▶ _Extracted text_:
--- BEGIN ---

# Red Cedar Retaining Wall



## Strazznah (Mar 30, 2012)

I am looking to build a short (less than 3ft tall) retaining wall in my yard. I have an over-abundance of red cedar on my recreational property that I was thinking of harvesting and having cut into 6x6 or 8x8 posts/ties to use as horizontal beams in my retaining wall. How would these hold up to the elements and rot/decay? If I went this route would I need to treat them somehow?


----------



## DavdH (Mar 30, 2012)

old growth red cedar last forever. Perfect use for red cedar.


----------



## imagineero (Mar 31, 2012)

Don't treat or paint/varnish/oil them. Red cedar can certainly last well over 100 years if left to it's own devices. Lots of folks dont realise this and when it loses its lustre (especially as a weatherboard) they will paint or oil it. That starts off a vicious cycle of having to keep doing the same thing. If you leave it alone, it fades and looks shabby for a while, then it silvers and looks quite majestic. Over many years parts of the grain sink into the wood leaving other parts raised whic is a nice look too. You just have to live with it when it initially becomes a little shabby, and resist the temptation to pretty it up.

Shaun


----------



## slowp (Mar 31, 2012)

--- END ---

▶ _Task 1_:
Copy from the red cedar thread the part that opens with the words containing "## Strazznah (Mar" and closes with "DavdH (Mar 30, 2012)".

Pointing entries for named objects:
--- BEGIN ---

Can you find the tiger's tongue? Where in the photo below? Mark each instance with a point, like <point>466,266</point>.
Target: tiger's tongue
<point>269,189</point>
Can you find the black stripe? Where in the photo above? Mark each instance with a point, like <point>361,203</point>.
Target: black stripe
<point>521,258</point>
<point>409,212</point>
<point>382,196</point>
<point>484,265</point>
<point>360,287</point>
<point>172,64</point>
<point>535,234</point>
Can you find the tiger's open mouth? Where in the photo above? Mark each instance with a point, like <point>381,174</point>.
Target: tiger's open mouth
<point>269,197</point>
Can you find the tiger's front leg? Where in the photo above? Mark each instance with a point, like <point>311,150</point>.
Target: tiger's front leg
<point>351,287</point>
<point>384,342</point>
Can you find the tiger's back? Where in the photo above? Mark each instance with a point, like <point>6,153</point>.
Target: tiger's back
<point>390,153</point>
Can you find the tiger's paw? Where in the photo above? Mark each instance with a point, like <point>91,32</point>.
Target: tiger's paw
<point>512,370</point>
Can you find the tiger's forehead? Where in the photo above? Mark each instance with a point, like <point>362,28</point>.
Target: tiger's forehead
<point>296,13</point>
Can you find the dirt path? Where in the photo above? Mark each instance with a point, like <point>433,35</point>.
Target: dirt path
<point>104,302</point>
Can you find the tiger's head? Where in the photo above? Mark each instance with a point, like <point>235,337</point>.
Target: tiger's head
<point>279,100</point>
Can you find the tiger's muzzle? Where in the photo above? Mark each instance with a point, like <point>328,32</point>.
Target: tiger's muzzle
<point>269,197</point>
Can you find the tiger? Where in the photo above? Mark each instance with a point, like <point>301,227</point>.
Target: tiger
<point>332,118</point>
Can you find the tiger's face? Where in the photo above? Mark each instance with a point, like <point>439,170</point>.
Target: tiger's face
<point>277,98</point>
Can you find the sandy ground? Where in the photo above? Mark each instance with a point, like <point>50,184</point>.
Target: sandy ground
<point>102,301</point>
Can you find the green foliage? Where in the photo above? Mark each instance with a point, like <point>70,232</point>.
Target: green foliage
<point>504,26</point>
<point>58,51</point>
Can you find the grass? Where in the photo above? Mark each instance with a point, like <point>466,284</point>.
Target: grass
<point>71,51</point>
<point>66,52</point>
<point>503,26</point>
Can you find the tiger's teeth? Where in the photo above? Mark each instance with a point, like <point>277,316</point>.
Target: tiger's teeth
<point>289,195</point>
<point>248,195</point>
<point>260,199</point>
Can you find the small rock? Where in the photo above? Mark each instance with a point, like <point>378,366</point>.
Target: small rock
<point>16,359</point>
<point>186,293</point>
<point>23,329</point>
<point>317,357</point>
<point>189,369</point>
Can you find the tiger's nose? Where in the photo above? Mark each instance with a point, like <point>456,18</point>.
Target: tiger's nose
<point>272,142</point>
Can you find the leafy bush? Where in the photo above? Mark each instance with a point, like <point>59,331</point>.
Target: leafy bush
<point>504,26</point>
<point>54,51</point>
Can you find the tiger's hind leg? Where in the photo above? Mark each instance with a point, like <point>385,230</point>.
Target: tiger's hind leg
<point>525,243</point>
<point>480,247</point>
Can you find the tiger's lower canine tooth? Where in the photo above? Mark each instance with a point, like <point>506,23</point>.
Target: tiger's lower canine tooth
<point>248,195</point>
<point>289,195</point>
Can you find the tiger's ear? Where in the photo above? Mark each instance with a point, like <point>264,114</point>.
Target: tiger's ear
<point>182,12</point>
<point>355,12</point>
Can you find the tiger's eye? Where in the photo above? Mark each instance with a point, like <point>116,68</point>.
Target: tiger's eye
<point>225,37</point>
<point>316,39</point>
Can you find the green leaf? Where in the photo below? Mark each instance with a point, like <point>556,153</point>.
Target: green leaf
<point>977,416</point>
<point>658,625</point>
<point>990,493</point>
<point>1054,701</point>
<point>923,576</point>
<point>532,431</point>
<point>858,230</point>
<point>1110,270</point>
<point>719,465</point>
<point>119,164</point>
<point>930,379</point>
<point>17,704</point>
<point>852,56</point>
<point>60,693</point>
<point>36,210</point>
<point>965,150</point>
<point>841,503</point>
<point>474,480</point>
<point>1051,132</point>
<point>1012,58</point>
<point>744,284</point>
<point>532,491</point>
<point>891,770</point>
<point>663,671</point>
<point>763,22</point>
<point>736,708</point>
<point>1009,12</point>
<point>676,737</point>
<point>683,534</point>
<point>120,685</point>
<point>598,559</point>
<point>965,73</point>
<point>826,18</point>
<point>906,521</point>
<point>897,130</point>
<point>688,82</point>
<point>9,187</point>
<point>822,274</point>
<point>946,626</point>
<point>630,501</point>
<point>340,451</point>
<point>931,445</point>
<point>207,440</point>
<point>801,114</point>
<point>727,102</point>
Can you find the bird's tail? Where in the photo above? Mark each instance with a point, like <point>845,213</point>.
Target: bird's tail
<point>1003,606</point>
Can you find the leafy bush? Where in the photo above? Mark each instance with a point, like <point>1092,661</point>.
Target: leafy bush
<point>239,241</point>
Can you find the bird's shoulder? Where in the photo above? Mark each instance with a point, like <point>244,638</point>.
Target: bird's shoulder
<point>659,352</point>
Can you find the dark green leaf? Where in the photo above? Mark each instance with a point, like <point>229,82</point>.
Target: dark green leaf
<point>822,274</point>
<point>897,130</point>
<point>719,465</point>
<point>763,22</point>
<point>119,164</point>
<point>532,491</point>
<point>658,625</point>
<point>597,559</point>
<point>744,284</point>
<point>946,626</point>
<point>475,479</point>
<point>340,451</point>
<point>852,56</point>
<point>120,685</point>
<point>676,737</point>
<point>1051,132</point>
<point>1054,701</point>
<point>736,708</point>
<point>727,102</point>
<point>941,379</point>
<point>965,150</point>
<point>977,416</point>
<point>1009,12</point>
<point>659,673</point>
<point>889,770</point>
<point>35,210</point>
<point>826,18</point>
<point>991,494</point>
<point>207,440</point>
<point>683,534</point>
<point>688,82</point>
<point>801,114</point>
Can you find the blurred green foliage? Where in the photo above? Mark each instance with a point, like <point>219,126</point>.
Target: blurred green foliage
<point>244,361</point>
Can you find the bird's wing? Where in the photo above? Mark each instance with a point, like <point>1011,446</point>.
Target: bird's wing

--- END ---

▶ _Task 2_:
Render the part of the records that opens with the line containing "Can you find the tiger's head?" and closes with the line containing "<point>277,98</point>" as a JSON list of strings, one string per line and no blank lines.

▶ _Right answer 1_:
## Strazznah (Mar 30, 2012)

I am looking to build a short (less than 3ft tall) retaining wall in my yard. I have an over-abundance of red cedar on my recreational property that I was thinking of harvesting and having cut into 6x6 or 8x8 posts/ties to use as horizontal beams in my retaining wall. How would these hold up to the elements and rot/decay? If I went this route would I need to treat them somehow?


----------



## DavdH (Mar 30, 2012)

▶ _Right answer 2_:
[
  "Can you find the tiger's head? Where in the photo above? Mark each instance with a point, like <point>235,337</point>.",
  "Target: tiger's head",
  "<point>279,100</point>",
  "Can you find the tiger's muzzle? Where in the photo above? Mark each instance with a point, like <point>328,32</point>.",
  "Target: tiger's muzzle",
  "<point>269,197</point>",
  "Can you find the tiger? Where in the photo above? Mark each instance with a point, like <point>301,227</point>.",
  "Target: tiger",
  "<point>332,118</point>",
  "Can you find the tiger's face? Where in the photo above? Mark each instance with a point, like <point>439,170</point>.",
  "Target: tiger's face",
  "<point>277,98</point>"
]